## Begin Listed entries
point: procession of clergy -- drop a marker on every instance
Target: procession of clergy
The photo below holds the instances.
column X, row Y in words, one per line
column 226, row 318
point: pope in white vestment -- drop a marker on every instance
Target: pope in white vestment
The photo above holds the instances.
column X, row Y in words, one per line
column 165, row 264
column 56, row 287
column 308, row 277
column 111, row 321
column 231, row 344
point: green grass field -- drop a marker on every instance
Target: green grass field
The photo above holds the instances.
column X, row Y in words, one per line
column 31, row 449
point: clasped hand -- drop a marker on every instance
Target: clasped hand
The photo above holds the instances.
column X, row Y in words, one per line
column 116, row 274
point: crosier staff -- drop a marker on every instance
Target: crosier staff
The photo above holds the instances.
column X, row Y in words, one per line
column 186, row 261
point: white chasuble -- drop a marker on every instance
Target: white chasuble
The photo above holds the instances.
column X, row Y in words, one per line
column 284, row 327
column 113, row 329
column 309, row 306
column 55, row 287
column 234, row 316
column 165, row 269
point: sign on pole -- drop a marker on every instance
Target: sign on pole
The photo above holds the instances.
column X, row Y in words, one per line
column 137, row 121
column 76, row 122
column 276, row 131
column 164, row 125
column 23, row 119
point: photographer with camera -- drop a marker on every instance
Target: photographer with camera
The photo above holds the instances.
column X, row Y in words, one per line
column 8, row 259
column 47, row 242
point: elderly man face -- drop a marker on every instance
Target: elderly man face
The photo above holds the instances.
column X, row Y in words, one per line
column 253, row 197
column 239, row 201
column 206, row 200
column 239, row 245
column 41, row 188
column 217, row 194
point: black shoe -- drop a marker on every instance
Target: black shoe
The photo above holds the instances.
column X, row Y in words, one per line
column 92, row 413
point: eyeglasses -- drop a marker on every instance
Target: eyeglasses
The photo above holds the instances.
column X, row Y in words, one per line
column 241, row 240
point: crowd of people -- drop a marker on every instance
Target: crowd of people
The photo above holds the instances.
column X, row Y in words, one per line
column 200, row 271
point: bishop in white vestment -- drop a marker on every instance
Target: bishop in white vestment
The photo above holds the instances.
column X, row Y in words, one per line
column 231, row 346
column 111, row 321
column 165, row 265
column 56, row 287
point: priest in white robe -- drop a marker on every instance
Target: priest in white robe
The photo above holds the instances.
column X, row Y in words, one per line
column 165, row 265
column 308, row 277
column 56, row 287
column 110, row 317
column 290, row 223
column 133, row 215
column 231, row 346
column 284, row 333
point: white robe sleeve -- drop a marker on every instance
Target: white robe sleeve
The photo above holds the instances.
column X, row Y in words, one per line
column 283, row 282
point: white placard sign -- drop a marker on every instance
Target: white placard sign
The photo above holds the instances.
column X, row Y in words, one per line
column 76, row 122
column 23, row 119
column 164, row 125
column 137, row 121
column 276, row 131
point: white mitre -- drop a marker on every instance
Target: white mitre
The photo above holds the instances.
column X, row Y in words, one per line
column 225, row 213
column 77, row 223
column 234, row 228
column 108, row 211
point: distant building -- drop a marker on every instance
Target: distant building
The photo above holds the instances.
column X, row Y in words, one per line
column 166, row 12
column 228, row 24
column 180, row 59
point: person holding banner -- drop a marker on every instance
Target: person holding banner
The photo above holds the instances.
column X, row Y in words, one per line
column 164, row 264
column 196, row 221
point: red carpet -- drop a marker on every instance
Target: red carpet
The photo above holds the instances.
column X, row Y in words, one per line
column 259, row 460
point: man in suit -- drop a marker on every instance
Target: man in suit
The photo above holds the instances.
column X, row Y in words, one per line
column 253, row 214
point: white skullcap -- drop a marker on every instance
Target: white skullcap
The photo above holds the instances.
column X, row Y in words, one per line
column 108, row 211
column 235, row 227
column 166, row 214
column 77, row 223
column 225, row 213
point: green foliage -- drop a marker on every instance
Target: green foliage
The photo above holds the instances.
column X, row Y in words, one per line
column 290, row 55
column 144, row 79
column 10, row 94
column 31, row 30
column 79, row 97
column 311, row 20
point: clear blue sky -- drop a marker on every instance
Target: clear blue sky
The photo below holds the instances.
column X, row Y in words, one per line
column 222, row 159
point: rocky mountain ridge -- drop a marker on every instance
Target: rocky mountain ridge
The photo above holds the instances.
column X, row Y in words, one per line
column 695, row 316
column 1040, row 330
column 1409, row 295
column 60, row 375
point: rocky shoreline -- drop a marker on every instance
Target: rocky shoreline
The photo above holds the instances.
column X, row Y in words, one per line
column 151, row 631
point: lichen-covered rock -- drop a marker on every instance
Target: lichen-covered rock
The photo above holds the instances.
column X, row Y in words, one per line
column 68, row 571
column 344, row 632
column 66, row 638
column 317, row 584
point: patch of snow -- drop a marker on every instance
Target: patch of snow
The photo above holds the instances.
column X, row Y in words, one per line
## End Listed entries
## Goal:
Convert all of the data above into a numbered list, one line per item, with blank lines left out.

## Expected answer:
1. point: procession of clergy -- drop a marker on every instance
2. Target: procession of clergy
3. The photo below holds the instances.
4. column X, row Y in words, one per line
5. column 226, row 318
6. point: pope in white vestment -- drop a marker on every instance
7. Target: pope in white vestment
8. The photo above holds the instances.
9. column X, row Y in words, one per line
10. column 165, row 264
11. column 56, row 287
12. column 308, row 277
13. column 111, row 321
14. column 231, row 344
15. point: green grass field -- drop a marker on every instance
16. Target: green grass field
17. The photo above holds the instances.
18. column X, row Y in words, one per line
19. column 31, row 449
20. point: clasped hand -- drop a marker on every instance
21. Target: clasped hand
22. The photo above holds the instances.
23. column X, row Y in words, one per line
24. column 116, row 274
25. point: crosier staff -- drop a marker on every instance
26. Target: crosier staff
27. The photo above holds the instances.
28. column X, row Y in words, one per line
29. column 186, row 261
30. point: white chasuble -- drop a marker on every instance
31. Target: white chasuble
32. The photo above holds the instances.
33. column X, row Y in words, one per line
34. column 284, row 327
35. column 113, row 329
36. column 309, row 306
37. column 55, row 287
38. column 234, row 316
39. column 165, row 269
40. point: sign on pole -- drop a marker on every instance
41. Target: sign on pole
42. The photo above holds the instances.
43. column X, row Y in words, one per line
44. column 137, row 121
45. column 76, row 122
46. column 276, row 131
47. column 164, row 125
48. column 23, row 119
49. point: photographer with camera -- drop a marker on every instance
50. Target: photographer with camera
51. The photo above holds the instances.
52. column X, row Y in words, one per line
53. column 8, row 259
54. column 47, row 242
55. point: elderly man face -- drop a marker on every instance
56. Target: elderly man face
57. The photo above holds the instances.
58. column X, row Y in words, one per line
59. column 253, row 197
60. column 239, row 201
61. column 206, row 200
62. column 239, row 245
63. column 41, row 188
64. column 217, row 194
65. point: black shoe -- drop a marker on every instance
66. Target: black shoe
67. The photo above holds the instances.
68. column X, row Y in words, one per line
69. column 92, row 413
70. point: eyeglasses -- drop a marker on every instance
71. Target: eyeglasses
72. The photo above holds the instances.
73. column X, row Y in words, one per line
74. column 241, row 240
75. point: crowd of people -- drop a marker on every instance
76. Target: crowd of people
77. The photo above holds the instances.
78. column X, row Y in words, one per line
79. column 200, row 271
80. point: bishop in white vestment -- drop a marker on every instance
81. Target: bishop in white vestment
82. The photo above holds the instances.
83. column X, row Y in words, one per line
84. column 231, row 346
85. column 111, row 321
86. column 165, row 265
87. column 56, row 287
88. point: priest in white robe -- drop a marker on every instance
89. Target: priest in white robe
90. The photo above holds the instances.
91. column X, row Y in words, one per line
92. column 165, row 265
93. column 308, row 277
94. column 56, row 287
95. column 110, row 317
96. column 290, row 223
97. column 133, row 215
98. column 231, row 346
99. column 284, row 333
100. point: white robe sleeve -- drop a marker on every instance
101. Target: white robe sleeve
102. The photo above holds the instances.
103. column X, row Y in words, one per line
104. column 283, row 282
105. point: white placard sign -- drop a marker on every instance
106. Target: white placard sign
107. The photo above holds the instances.
108. column X, row Y in words, one per line
109. column 76, row 122
110. column 23, row 119
111. column 164, row 125
112. column 137, row 121
113. column 276, row 131
114. point: white mitre -- drop a marker on every instance
115. Target: white mitre
116. The photo above holds the instances.
117. column X, row Y in words, one per line
118. column 225, row 213
119. column 77, row 223
120. column 234, row 228
121. column 108, row 211
122. point: distant building -- drop a marker on every instance
123. Target: distant building
124. The photo above holds the instances.
125. column X, row Y in words, one per line
126. column 166, row 12
127. column 228, row 24
128. column 180, row 59
129. point: person holding banner -- drop a marker on every instance
130. Target: person holding banner
131. The photo above holds the instances.
132. column X, row Y in words, one per line
133. column 164, row 264
134. column 196, row 221
135. point: red carpet -- drop a marker on every instance
136. Target: red carpet
137. The photo above holds the instances.
138. column X, row Y in words, one per line
139. column 259, row 460
140. point: man in suit -- drop a marker on every instance
141. Target: man in suit
142. The photo above holds the instances.
143. column X, row Y in words, one per line
144. column 253, row 214
145. point: white skullcap -- drop a marker on every instance
146. Target: white skullcap
147. The photo above holds the instances.
148. column X, row Y in words, one per line
149. column 108, row 211
150. column 235, row 227
151. column 166, row 214
152. column 77, row 223
153. column 225, row 213
154. point: green foliage -- drop a marker on every instance
155. Target: green foliage
156. The photo above holds the instances.
157. column X, row Y in words, one per line
158. column 290, row 55
159. column 144, row 79
160. column 10, row 94
161. column 31, row 30
162. column 79, row 97
163. column 311, row 20
164. point: clear blue sky -- drop a marker on every instance
165. Target: clear blue sky
166. The photo below holds the instances.
167. column X, row Y in words, one per line
168. column 222, row 159
169. point: rocky mountain ridge -- drop a marker on every instance
170. Target: rocky mountain ridge
171. The photo above holds the instances.
172. column X, row Y in words, one per line
173. column 695, row 316
174. column 1040, row 330
175. column 1409, row 295
176. column 60, row 375
177. point: rocky shoreline -- drop a marker on every instance
178. Target: rocky shoreline
179. The photo above holds the instances.
180. column X, row Y in words, one per line
181. column 151, row 631
182. point: lichen-covered rock -- drop a marker on every instance
183. Target: lichen-covered rock
184. The photo above holds the instances.
185. column X, row Y in words, one per line
186. column 68, row 571
187. column 344, row 632
188. column 66, row 638
189. column 317, row 584
190. point: patch of snow -- drop a marker on every instance
191. Target: patch of snow
192. The photo above holds the instances.
193. column X, row Y in words, one per line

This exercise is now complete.